[Material provided]
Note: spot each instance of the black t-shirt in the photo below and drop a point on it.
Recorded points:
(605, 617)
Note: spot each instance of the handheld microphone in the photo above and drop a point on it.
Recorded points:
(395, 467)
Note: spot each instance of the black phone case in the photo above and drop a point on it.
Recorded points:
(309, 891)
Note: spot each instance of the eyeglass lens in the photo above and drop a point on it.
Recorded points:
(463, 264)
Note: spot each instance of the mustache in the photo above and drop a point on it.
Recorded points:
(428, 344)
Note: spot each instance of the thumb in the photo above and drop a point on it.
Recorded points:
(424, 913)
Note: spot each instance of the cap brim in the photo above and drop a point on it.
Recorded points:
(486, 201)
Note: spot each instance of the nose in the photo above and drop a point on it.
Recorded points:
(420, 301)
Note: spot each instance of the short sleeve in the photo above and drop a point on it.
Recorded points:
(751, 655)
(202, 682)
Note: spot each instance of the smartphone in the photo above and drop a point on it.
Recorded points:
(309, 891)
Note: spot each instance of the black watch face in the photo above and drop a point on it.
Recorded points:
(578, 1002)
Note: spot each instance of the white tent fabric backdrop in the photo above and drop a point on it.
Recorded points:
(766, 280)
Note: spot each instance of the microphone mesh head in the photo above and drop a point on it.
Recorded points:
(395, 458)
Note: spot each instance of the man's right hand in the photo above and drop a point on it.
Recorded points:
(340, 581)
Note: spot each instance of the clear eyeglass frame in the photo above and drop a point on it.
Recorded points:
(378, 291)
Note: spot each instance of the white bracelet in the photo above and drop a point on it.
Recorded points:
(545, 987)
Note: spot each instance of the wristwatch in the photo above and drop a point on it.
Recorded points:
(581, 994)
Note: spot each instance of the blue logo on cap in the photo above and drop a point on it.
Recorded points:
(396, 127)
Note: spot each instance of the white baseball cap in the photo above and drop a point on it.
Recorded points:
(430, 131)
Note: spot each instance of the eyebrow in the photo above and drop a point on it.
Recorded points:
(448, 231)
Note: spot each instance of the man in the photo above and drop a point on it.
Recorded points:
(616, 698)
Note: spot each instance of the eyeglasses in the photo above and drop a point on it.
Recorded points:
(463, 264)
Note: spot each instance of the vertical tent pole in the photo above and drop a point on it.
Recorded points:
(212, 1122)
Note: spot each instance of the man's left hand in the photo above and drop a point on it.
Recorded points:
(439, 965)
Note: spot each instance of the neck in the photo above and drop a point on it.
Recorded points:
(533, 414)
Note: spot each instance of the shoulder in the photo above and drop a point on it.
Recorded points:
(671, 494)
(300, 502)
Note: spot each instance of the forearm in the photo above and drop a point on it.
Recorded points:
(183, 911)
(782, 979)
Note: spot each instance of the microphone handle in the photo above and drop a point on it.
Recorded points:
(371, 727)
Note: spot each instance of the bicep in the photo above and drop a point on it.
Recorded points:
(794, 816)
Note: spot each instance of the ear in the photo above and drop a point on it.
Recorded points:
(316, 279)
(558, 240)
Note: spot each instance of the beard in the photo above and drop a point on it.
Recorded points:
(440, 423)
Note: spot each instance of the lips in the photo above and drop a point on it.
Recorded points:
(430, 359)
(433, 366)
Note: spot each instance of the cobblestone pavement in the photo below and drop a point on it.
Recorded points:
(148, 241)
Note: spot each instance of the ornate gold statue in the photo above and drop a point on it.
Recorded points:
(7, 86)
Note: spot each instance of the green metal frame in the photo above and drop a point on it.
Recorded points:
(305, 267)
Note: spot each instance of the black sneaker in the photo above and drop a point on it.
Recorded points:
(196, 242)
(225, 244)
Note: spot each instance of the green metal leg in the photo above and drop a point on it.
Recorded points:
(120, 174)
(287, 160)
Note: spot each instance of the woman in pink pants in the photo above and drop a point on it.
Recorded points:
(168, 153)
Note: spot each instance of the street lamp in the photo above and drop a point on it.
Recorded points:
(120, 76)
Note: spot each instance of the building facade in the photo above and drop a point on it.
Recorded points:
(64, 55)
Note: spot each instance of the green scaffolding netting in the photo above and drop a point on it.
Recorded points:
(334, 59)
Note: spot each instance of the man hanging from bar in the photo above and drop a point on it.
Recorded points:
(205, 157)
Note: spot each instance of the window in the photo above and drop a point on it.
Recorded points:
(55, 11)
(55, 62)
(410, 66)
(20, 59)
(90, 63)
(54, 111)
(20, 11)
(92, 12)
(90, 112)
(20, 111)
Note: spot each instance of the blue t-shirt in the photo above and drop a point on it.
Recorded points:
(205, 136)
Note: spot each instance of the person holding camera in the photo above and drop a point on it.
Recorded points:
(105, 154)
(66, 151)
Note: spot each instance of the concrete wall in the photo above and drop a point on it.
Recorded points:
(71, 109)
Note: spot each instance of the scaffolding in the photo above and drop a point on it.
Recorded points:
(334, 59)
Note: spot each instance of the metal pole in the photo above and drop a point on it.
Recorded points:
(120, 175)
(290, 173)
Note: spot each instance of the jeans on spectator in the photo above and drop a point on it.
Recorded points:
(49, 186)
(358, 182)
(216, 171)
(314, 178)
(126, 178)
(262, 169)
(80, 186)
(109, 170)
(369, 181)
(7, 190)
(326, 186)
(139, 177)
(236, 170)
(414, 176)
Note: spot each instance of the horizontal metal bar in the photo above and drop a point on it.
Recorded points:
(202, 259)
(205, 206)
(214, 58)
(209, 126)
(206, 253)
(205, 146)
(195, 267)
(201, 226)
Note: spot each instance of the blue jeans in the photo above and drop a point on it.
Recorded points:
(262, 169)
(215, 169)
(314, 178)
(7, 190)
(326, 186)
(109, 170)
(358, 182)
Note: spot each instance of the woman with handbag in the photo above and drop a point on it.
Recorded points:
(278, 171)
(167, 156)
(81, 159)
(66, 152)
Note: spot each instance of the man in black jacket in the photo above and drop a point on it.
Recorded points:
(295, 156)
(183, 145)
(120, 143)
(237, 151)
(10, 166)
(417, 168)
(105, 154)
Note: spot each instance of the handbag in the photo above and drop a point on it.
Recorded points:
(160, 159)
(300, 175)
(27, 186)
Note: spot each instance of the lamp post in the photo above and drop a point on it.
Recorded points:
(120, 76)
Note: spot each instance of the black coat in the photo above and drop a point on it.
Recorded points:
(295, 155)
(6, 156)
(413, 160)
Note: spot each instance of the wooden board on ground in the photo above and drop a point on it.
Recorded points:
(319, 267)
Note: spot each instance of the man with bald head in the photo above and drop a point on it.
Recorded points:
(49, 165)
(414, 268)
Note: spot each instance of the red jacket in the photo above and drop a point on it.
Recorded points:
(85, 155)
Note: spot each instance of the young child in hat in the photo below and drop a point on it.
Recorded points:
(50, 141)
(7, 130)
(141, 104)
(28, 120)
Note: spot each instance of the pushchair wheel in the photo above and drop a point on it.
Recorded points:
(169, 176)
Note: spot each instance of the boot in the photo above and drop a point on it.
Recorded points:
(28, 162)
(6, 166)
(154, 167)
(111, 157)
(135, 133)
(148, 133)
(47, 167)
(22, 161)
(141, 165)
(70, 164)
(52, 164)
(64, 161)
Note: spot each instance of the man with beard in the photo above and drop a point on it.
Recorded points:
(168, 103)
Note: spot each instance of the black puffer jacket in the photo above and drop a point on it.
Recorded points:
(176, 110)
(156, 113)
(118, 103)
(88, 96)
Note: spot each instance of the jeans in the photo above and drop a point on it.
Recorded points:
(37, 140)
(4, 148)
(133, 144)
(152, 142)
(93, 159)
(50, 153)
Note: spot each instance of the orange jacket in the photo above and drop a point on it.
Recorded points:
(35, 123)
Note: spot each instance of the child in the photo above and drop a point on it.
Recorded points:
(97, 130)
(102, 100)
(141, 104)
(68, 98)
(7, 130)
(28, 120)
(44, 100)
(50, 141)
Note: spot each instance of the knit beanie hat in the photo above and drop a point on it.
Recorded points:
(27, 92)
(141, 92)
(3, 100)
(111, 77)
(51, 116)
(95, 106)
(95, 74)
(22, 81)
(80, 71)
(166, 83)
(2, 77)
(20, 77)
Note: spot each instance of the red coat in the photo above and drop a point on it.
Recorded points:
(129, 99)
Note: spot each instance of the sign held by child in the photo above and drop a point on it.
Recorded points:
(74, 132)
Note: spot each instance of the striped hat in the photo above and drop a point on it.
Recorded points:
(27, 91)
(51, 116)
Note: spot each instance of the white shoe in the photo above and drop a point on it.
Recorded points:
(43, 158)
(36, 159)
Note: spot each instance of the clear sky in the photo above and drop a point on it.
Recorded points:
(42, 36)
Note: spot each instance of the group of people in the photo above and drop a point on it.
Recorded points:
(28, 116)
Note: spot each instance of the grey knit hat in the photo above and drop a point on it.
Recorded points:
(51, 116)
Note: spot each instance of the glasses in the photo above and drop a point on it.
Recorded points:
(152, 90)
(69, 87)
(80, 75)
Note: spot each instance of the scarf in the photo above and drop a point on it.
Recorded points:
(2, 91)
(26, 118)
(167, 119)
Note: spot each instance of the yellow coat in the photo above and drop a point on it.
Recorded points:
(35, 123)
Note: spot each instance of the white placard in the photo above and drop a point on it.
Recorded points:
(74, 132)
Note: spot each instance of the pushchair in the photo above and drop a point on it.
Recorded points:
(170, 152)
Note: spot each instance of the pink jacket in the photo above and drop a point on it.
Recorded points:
[/Material provided]
Report every line of the records that contains the word "clear".

Note: spot each instance of the clear eyeglass frame in the photo above and drop a point on it.
Note: spot each instance of the clear sky in the photo above and drop a point on it.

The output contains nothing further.